__What you need to do__
Make a verbatim copy of the entries below; pictures stay out.

__Exercise input__

==================================================

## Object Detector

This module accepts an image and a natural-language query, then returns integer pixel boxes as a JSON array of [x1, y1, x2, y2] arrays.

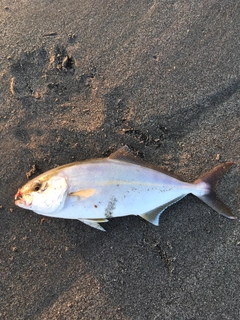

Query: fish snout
[[15, 189, 22, 201]]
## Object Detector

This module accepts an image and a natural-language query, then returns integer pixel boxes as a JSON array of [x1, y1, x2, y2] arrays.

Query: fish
[[14, 146, 237, 231]]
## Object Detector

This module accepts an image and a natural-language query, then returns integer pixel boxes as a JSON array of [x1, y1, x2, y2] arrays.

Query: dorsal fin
[[109, 146, 137, 162], [109, 146, 184, 180], [109, 145, 160, 169]]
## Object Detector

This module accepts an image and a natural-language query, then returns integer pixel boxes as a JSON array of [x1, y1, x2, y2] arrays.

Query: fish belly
[[52, 159, 198, 220]]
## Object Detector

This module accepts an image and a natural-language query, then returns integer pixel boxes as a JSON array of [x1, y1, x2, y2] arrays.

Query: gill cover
[[29, 176, 68, 215]]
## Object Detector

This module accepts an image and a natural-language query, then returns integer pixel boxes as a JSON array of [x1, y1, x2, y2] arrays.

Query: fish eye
[[33, 182, 42, 192]]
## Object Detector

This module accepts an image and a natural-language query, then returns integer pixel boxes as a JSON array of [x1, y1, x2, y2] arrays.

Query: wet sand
[[0, 1, 239, 319]]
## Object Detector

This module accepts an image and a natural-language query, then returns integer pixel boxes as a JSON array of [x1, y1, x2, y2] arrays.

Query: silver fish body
[[15, 146, 236, 230]]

==================================================

__Written response__
## Object Detector

This module accepts an image and a natural-language query, then returns integer pixel boxes as a JSON array of [x1, y1, x2, y2] arrays.


Query: fish snout
[[15, 189, 22, 201]]
## Object Detector

This module accepts an image and a natural-language query, then returns integer pixel boxes as a JSON array of [x1, y1, x2, y2] arrays.

Query: fish
[[14, 146, 237, 231]]
## Object Detector

This module accepts an image and a natural-language query, then returns integer pixel boxes as a JSON array of [x1, y1, x2, y2] arrays.

Query: dorsal fin
[[109, 146, 137, 162], [109, 146, 184, 180], [109, 145, 160, 169]]
## Object Detector

This module accepts an image and a natural-language query, then returns integer pixel boxes as a JSON array of [x1, y1, x2, y2] arrays.

Query: fish belly
[[52, 159, 198, 220]]
## Object Detector

This module accepts an image and a natural-language query, then returns integer pixel boxes as a JSON array of [x1, y1, x2, y2] arrays.

Query: gill cover
[[29, 176, 68, 215]]
## Object Detector

This module accepts an image and a natural-language query, then returns integer pixel boxes as a JSON array of [x1, y1, x2, y2] arrays.

Query: fish eye
[[33, 182, 42, 192]]
## Object Detector

This module accepts an image and a natural-language query, then returns integer pixel boxes as a JSON array of [x1, y1, x2, y2] arrays.

Query: wet sand
[[0, 1, 239, 319]]
## Object Detector

This module accepts an image and a natural-language query, then returns integer pixel boxes as a JSON array of [x1, y1, x2, y2] arrays.

Query: silver fish body
[[15, 146, 236, 230]]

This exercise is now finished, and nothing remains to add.